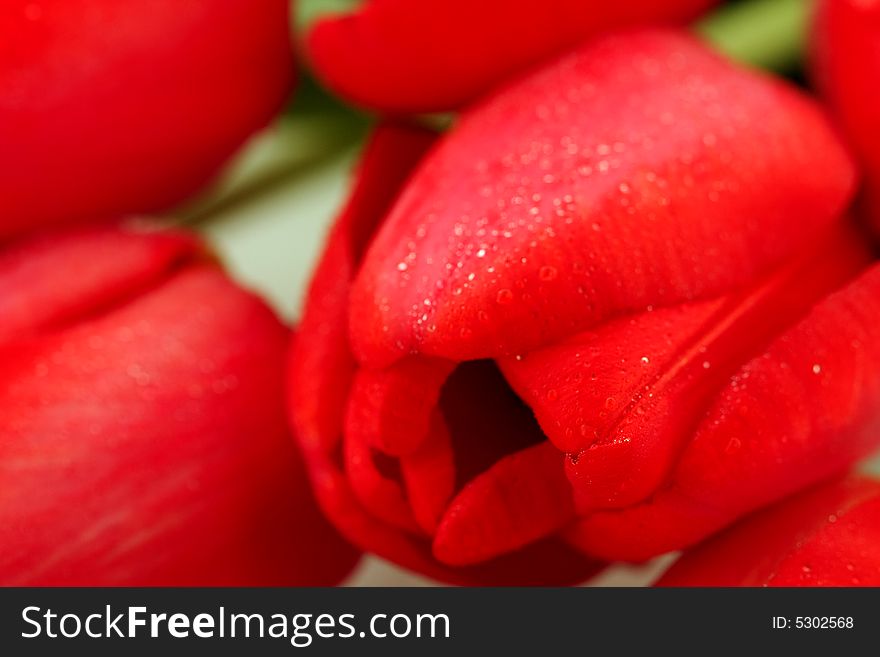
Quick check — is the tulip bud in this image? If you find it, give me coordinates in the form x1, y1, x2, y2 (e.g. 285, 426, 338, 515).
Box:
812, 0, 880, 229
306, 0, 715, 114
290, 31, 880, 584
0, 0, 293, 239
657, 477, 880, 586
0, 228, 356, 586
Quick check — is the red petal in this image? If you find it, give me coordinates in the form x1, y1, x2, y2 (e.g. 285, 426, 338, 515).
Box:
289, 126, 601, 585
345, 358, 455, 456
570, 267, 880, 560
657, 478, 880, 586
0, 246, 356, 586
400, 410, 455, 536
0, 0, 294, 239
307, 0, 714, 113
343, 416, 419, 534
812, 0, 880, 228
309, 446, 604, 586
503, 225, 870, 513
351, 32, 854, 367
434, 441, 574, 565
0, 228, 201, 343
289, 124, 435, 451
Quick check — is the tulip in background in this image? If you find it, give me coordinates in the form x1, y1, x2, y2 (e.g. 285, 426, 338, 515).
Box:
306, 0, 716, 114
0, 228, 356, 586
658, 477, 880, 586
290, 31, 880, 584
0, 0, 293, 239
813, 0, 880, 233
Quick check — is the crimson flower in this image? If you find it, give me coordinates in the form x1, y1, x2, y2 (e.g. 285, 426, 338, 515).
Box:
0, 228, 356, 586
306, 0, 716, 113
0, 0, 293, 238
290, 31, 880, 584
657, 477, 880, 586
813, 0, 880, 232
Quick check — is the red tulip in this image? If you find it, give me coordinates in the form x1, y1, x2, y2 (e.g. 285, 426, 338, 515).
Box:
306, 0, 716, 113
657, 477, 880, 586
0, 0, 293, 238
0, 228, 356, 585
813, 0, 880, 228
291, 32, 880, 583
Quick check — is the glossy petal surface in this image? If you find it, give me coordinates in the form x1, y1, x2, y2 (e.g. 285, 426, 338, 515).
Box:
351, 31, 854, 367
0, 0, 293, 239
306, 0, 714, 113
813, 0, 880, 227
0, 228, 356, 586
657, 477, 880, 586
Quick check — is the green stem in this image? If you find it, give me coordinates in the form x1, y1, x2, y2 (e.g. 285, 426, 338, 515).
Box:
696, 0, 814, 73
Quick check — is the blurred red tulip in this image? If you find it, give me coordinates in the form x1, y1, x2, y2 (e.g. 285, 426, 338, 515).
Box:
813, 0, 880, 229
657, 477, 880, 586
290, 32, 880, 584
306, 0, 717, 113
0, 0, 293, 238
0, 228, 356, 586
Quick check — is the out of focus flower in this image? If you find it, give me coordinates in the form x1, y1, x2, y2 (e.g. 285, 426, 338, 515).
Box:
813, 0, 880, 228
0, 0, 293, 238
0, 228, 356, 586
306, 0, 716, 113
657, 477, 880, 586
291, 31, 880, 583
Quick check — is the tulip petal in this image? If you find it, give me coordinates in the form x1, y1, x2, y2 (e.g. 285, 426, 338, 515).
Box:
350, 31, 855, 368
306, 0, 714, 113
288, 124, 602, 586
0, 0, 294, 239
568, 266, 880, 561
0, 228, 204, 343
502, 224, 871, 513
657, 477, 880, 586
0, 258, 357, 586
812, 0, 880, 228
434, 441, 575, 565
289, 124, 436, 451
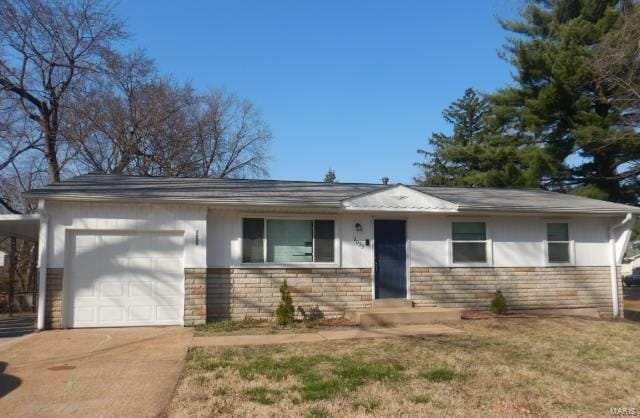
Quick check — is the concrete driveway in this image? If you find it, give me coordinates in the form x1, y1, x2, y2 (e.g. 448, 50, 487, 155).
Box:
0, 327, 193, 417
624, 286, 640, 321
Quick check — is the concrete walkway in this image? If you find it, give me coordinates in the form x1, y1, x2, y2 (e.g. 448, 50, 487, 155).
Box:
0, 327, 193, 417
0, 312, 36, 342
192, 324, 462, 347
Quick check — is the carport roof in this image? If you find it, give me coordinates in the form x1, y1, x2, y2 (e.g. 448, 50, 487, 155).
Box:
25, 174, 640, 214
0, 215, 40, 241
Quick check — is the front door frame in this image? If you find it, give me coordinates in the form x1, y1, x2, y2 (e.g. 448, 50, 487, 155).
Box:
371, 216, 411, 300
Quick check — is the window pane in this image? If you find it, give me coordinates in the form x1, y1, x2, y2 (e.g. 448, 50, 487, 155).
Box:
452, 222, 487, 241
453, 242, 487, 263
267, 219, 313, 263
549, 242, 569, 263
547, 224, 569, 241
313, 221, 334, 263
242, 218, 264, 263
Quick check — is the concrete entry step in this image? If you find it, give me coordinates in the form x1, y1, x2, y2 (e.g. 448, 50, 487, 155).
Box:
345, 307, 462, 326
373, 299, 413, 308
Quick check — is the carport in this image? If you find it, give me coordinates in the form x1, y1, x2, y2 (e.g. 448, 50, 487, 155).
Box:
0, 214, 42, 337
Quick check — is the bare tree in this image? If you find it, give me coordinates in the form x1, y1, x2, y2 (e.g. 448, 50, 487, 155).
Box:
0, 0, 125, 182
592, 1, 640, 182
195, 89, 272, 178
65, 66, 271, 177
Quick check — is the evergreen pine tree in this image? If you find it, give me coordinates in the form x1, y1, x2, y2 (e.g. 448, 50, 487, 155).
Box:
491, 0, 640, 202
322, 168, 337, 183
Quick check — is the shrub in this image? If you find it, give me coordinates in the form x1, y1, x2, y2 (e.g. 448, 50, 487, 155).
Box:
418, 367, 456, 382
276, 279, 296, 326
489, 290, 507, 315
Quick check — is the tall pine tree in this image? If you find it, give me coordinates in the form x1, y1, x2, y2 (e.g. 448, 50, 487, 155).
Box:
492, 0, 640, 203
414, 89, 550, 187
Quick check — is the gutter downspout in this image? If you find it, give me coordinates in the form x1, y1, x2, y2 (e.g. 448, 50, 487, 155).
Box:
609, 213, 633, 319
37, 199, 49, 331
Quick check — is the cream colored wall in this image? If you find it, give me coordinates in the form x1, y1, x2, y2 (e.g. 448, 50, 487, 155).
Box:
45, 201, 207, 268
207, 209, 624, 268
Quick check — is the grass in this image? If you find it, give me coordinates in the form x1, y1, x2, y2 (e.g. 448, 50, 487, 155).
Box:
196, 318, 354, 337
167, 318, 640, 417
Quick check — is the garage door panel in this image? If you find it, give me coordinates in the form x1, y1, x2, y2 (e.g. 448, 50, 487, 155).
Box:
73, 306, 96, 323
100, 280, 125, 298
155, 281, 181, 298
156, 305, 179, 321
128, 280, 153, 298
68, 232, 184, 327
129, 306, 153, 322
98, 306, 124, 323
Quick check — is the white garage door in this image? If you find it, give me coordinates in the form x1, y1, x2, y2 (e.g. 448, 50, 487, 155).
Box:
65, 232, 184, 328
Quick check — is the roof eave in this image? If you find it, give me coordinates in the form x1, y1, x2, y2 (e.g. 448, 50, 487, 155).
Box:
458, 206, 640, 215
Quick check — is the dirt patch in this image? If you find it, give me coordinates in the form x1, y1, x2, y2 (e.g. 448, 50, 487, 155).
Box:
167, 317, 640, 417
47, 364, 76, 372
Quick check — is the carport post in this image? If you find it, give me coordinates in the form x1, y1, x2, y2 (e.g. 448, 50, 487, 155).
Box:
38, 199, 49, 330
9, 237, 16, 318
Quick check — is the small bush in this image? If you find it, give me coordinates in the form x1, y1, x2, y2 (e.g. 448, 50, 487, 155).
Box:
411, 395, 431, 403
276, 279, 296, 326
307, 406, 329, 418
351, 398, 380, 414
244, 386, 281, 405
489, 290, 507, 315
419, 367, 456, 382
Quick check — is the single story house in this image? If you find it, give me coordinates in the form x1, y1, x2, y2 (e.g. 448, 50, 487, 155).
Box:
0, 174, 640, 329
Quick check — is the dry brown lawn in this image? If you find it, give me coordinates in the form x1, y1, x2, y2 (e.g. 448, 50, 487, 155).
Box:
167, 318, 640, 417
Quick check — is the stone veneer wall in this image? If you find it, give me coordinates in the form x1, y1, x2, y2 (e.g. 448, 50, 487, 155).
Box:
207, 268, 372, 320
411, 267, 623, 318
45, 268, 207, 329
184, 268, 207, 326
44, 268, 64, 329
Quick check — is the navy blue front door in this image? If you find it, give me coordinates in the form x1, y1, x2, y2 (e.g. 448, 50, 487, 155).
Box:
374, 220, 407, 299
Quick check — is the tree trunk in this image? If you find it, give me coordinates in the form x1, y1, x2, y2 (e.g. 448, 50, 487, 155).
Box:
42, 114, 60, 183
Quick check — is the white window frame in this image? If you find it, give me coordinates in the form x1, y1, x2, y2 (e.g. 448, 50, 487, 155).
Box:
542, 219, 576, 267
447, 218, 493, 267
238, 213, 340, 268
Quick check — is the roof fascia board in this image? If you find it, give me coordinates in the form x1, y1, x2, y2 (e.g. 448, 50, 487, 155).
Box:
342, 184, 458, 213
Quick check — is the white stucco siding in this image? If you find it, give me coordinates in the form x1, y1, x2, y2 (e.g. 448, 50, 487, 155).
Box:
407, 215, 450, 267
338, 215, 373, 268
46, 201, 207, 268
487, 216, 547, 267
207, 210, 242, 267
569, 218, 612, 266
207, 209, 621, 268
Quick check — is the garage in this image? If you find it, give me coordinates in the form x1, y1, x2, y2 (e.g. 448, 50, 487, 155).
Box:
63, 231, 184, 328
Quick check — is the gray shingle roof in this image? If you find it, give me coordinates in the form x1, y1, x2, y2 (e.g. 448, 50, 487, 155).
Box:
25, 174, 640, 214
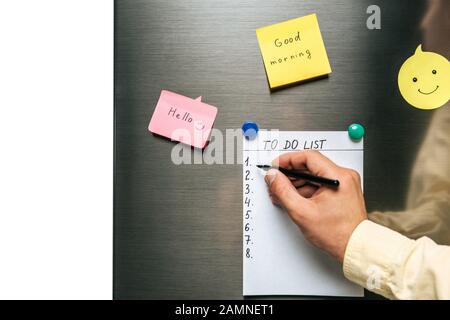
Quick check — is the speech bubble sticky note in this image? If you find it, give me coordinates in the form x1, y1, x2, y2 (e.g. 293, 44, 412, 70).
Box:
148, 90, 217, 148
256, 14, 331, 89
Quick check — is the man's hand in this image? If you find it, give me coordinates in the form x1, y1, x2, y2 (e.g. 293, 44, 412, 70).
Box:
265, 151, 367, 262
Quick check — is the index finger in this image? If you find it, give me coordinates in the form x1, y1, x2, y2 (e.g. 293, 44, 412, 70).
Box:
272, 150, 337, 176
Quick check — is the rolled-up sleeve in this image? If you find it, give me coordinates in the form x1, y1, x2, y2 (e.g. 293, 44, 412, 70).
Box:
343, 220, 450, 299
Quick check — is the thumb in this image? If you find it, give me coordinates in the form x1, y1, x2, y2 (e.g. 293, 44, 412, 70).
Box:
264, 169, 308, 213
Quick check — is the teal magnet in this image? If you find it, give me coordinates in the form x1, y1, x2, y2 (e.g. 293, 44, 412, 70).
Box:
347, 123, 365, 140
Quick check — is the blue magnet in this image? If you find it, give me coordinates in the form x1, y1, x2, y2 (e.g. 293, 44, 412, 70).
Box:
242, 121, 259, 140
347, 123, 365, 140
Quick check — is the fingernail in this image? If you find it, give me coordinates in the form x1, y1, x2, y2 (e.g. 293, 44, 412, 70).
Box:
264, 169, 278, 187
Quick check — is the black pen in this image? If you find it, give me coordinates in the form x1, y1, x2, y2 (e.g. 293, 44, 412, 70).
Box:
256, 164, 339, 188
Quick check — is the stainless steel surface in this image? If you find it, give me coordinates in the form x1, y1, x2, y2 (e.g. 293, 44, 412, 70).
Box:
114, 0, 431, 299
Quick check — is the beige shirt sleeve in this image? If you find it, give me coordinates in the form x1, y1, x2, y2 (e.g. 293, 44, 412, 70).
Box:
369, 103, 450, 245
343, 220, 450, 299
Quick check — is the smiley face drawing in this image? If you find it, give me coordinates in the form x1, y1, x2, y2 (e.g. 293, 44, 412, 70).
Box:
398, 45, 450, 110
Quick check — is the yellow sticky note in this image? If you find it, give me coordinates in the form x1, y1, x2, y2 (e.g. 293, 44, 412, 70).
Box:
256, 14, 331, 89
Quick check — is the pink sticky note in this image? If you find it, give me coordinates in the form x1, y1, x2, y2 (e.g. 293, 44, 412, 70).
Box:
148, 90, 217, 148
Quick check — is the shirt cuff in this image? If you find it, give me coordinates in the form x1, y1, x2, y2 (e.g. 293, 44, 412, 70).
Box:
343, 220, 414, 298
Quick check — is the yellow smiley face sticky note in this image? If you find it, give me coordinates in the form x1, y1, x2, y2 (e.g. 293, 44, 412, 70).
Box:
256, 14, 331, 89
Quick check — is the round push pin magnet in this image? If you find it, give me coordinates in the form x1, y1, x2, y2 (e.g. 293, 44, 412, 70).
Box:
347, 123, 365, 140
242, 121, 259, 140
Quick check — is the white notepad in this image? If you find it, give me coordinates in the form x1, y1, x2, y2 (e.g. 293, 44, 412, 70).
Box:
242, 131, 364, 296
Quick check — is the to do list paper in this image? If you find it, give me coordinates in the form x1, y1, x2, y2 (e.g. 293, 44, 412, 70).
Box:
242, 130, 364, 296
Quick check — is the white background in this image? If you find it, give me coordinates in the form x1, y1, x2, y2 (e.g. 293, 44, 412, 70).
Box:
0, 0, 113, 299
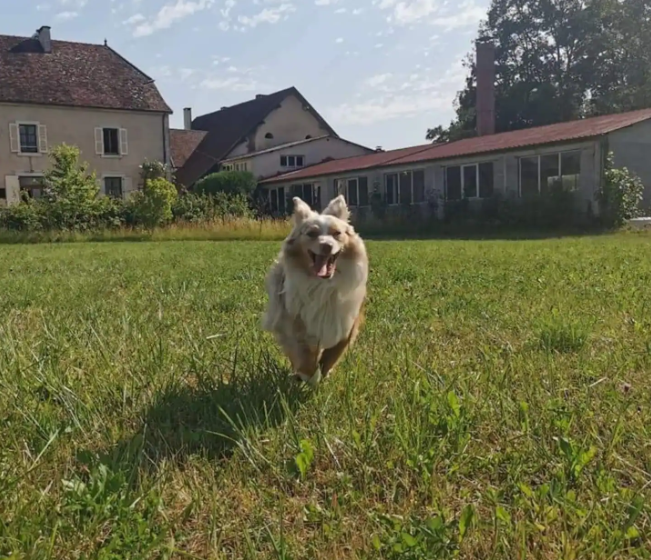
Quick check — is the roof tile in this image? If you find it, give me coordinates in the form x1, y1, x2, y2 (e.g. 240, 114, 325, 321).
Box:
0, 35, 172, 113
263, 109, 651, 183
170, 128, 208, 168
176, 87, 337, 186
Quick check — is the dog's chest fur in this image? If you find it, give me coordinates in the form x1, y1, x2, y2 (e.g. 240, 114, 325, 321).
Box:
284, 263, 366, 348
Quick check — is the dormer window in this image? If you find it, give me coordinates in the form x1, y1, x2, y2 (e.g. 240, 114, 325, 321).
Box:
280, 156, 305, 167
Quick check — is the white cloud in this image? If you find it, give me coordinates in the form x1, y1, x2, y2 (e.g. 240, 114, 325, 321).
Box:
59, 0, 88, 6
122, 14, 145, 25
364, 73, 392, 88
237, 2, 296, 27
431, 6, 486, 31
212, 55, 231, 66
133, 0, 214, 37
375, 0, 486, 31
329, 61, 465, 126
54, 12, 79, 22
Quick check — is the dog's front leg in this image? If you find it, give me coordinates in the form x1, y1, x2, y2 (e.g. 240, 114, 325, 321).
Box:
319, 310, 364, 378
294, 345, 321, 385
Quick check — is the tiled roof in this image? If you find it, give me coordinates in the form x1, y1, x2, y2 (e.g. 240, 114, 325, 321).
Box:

=== Instruction ===
Extract everything in the material above from the line containing "Quick check — is the index" down to the line containing "398, 45, 450, 110", both included, and reproduce those lines word for word.

=== Answer for the task ===
Quick check — is the index finger in this image? If you find it, give me coordinates in the form x1, y1, x2, y2 (e.g. 293, 44, 412, 70).
Box:
272, 150, 337, 176
Quick check — is the rolled-up sleeve in this image? If you find it, give me coordinates in the form x1, y1, x2, y2 (e.g. 293, 44, 412, 70).
Box:
343, 220, 450, 299
Quick check — is the thumb in this image? If you find it, give me coordinates in the form x1, y1, x2, y2 (e.g. 293, 44, 412, 70).
Box:
264, 169, 308, 213
Quick check — is the teal magnet in this image? If you find it, give me coordinates in the form x1, y1, x2, y2 (e.g. 293, 44, 412, 70).
Box:
347, 123, 365, 140
Quick check — is the blue magnet in this image? If you find it, give me coordinates in the form x1, y1, x2, y2 (e.g. 293, 44, 412, 70).
Box:
242, 121, 259, 140
347, 123, 365, 140
Quick check — is the fingernail in this image? If you find it, give me coordinates in the form x1, y1, x2, y2 (e.g. 293, 44, 412, 70).
Box:
264, 169, 278, 187
Quick check — is the black pen in this image? If you find it, give me coordinates in the form x1, y1, x2, y2 (e.g. 293, 44, 412, 70).
Box:
256, 164, 339, 188
Quick check — is the stainless steel surface in this image? If you find it, give me coordinates in the form x1, y1, x2, y2 (e.g. 293, 44, 412, 70).
Box:
114, 0, 431, 299
Quick check — is the beige shirt sleeve in this image? If you find it, give me coordinates in the form x1, y1, x2, y2 (e.g. 293, 44, 412, 70).
Box:
369, 103, 450, 245
343, 220, 450, 299
Quick check — is the smiley face drawing in this image? If you find it, give me coordinates in the form x1, y1, x2, y2 (e.g. 293, 44, 412, 70).
Box:
398, 45, 450, 110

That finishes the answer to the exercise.